### [Extrait]
La Fabrique Culturelle

L’âme littéraire: l’essayiste Étienne Beaulieu rencontre Hélène Dorion 

L’automne fait place depuis quelques années à des rencontres incontournables à la Maison de la littérature, à Québec: la série L’âme littéraire. Les discussions, menées par l’écrivain Étienne Beaulieu, s’attardent à un genre méconnu du public: l’essai littéraire. Nous lui avons laissé la parole afin qu’il nous parle de sa première rencontre de cette année avec l’écrivaine Hélène Dorion.

 

Photo: Llamaryon

 

Mon âme littéraire

Je m’appelle Étienne Beaulieu, je suis écrivain, éditeur et professeur, et j’ai la chance d’animer une série de rencontres devant public à la Maison de la littérature. J’adore cet endroit ancré dans le patrimoine et en même temps parfaitement contemporain. On y sent un certain sens du sacré transféré à la littérature québécoise d’aujourd’hui, ce qui me réjouit au plus haut point et me fait sentir enfin l’importance du fait littéraire dans notre culture.

### [Données brutes]
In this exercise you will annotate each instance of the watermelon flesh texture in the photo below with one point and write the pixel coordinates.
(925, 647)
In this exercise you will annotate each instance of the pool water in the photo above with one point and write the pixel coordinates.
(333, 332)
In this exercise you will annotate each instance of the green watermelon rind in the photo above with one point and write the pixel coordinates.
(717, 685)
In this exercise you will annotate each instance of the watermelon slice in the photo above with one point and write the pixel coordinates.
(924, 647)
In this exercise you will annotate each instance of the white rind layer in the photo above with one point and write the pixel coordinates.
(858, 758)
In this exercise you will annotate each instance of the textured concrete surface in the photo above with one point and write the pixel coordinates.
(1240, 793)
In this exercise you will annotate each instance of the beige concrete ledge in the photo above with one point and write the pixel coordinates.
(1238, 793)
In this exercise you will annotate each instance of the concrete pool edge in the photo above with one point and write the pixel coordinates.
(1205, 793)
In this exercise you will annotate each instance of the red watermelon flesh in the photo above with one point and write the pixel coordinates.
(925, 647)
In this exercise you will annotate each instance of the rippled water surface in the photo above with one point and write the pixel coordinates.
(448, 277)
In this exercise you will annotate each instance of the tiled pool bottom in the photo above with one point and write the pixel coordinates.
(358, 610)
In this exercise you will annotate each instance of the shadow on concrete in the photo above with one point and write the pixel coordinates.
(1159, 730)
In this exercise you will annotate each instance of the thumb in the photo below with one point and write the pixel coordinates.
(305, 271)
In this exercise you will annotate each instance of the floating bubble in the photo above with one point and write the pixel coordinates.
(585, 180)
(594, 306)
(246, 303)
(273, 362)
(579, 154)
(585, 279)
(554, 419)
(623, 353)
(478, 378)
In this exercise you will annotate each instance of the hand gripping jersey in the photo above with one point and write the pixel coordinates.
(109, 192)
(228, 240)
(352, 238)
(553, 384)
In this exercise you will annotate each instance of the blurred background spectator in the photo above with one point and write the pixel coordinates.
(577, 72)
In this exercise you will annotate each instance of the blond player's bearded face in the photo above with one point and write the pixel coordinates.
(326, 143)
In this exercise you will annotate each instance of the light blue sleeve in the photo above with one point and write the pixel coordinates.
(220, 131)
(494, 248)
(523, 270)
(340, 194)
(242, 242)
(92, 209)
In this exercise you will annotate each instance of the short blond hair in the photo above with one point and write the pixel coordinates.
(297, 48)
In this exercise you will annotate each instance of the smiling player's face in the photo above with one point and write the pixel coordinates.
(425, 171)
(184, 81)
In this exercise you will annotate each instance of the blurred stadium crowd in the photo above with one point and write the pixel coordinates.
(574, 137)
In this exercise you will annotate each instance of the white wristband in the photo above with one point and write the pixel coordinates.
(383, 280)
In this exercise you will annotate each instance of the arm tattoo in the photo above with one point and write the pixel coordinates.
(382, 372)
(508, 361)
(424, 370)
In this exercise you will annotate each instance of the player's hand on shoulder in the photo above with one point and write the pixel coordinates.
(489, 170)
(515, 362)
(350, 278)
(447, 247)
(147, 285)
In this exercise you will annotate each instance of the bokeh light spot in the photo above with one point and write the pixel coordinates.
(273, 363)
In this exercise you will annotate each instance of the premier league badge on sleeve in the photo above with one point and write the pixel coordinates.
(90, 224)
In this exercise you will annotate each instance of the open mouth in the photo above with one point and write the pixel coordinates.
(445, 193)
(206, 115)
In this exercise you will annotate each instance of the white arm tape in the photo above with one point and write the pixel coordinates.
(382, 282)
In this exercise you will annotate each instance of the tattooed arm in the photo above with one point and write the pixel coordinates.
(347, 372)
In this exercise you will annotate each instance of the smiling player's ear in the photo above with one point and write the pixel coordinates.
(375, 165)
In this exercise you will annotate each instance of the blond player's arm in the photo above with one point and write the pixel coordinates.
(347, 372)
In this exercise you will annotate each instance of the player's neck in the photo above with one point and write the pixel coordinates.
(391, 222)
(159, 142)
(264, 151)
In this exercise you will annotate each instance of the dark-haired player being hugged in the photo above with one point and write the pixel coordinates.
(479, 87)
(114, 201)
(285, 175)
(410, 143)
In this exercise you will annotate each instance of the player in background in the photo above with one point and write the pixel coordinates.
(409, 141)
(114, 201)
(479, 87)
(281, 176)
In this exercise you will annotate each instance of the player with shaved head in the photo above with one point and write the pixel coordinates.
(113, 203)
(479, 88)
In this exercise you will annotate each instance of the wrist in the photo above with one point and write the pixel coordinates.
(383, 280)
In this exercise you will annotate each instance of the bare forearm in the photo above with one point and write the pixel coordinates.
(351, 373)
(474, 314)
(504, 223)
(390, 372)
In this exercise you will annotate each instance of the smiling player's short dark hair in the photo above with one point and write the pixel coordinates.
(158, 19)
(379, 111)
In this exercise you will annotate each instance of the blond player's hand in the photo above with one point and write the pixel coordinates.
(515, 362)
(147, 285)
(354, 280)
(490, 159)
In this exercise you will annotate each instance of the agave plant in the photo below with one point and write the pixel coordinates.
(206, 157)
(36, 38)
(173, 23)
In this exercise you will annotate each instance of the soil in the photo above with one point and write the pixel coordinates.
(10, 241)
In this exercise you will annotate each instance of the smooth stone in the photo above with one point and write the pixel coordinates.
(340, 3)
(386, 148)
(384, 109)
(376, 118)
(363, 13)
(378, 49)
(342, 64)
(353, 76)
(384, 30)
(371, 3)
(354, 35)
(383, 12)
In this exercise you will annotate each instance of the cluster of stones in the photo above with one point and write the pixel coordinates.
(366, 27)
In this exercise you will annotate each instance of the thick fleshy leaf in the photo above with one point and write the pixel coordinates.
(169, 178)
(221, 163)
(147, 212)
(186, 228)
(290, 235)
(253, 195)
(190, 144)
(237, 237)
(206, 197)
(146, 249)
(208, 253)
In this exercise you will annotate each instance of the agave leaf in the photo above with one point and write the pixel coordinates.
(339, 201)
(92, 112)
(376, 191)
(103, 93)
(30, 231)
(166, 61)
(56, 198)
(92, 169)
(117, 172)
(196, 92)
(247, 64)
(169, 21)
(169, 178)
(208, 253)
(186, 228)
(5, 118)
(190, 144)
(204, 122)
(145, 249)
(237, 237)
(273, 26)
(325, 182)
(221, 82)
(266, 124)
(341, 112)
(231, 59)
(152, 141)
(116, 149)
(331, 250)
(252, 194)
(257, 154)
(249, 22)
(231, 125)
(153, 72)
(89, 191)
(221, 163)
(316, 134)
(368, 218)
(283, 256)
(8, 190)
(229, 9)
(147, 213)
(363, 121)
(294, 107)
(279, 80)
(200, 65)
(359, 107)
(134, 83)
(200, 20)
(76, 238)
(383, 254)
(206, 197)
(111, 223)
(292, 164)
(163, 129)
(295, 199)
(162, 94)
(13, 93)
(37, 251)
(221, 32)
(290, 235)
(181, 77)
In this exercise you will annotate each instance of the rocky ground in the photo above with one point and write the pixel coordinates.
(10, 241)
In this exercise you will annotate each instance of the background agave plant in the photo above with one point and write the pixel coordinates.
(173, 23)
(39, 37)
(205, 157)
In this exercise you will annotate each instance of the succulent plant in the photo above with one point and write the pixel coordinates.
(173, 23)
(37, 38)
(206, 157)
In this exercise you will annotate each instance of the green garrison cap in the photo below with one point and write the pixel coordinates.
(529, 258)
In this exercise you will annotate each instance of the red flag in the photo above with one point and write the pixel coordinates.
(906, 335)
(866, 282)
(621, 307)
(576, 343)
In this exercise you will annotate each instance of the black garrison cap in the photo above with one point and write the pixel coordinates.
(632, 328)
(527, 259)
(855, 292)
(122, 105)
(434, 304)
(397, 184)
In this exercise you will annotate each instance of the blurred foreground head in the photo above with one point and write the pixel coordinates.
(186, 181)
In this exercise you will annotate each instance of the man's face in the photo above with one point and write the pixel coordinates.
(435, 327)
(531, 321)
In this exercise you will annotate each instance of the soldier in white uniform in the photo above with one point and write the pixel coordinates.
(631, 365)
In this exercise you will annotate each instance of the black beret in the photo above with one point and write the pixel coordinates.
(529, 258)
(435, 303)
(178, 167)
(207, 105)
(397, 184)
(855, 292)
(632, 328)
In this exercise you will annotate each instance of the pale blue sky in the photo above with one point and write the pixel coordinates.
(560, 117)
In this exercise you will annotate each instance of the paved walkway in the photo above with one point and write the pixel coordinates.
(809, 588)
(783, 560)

### [Exercices]
[A] Selon l'extrait, à quel genre méconnu du public s'attardent les discussions de la série L'âme littéraire ?
[B] Recopiez le passage de l'extrait qui va de « Photo: Llamaryon » jusqu'à « dans notre culture. » inclusivement.
Les enregistrements ne sont pas nécessaires pour ce travail.

### [Réponses dans l'ordre]
[A] À l'essai littéraire.

[B]
Photo: Llamaryon

 

Mon âme littéraire

Je m’appelle Étienne Beaulieu, je suis écrivain, éditeur et professeur, et j’ai la chance d’animer une série de rencontres devant public à la Maison de la littérature. J’adore cet endroit ancré dans le patrimoine et en même temps parfaitement contemporain. On y sent un certain sens du sacré transféré à la littérature québécoise d’aujourd’hui, ce qui me réjouit au plus haut point et me fait sentir enfin l’importance du fait littéraire dans notre culture.